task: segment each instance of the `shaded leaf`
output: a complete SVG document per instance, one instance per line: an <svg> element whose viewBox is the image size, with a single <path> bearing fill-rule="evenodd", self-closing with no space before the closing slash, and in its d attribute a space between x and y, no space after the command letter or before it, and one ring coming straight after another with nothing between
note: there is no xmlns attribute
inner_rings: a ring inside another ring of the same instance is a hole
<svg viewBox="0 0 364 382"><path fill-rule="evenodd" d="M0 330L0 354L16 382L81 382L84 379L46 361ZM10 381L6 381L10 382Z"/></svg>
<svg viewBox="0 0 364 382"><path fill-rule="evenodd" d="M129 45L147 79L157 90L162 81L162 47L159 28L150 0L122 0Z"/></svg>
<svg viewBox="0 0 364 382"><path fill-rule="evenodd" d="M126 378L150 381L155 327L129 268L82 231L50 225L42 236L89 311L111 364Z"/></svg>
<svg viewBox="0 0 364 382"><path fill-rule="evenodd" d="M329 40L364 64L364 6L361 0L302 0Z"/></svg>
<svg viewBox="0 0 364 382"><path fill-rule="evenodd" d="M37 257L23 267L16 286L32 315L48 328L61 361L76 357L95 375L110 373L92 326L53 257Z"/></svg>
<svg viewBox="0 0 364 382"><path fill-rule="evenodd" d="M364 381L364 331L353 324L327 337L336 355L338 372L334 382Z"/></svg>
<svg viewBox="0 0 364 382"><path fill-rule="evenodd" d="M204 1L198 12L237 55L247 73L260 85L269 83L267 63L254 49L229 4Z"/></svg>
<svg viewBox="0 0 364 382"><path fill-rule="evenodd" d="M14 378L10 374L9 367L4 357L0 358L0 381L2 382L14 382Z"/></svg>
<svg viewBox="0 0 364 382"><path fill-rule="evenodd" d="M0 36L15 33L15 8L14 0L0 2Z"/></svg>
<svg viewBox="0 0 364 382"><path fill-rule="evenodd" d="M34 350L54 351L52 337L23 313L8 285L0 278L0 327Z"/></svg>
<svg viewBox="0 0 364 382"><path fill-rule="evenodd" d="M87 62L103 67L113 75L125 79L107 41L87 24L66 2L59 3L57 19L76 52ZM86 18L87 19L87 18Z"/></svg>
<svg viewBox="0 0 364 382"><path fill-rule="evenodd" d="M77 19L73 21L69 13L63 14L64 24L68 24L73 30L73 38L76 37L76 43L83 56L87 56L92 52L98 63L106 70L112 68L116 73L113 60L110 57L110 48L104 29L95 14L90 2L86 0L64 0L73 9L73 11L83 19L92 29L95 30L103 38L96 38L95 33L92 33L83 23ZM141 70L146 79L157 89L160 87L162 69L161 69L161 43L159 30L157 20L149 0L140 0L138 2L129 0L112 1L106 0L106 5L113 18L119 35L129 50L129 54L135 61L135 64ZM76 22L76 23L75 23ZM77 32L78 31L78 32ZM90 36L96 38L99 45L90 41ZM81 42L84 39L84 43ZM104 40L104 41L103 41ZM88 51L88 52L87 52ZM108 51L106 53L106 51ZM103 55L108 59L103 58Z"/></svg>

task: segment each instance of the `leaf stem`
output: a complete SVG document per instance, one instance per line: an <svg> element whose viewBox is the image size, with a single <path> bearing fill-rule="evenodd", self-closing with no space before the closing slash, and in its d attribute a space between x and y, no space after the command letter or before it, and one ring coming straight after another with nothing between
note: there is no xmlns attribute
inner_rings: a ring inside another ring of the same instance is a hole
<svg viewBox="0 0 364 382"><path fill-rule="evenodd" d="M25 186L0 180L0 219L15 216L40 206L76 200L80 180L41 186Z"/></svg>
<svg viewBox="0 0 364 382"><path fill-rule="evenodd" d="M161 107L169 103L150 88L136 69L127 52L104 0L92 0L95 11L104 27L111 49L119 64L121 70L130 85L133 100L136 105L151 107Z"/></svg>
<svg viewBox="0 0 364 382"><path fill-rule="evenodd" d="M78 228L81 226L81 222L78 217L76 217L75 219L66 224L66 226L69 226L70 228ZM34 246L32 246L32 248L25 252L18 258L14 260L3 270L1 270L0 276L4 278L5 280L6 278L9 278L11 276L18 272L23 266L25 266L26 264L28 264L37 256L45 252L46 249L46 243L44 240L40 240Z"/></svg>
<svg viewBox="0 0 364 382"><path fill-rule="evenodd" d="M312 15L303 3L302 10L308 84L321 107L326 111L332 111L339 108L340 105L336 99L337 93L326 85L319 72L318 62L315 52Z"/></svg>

===

_Do this_
Gather every line of the items that contains the word "task", and copy each one out in full.

_Solution_
task: segment each instance of the `shaded leaf`
task: segment each instance of the `leaf stem`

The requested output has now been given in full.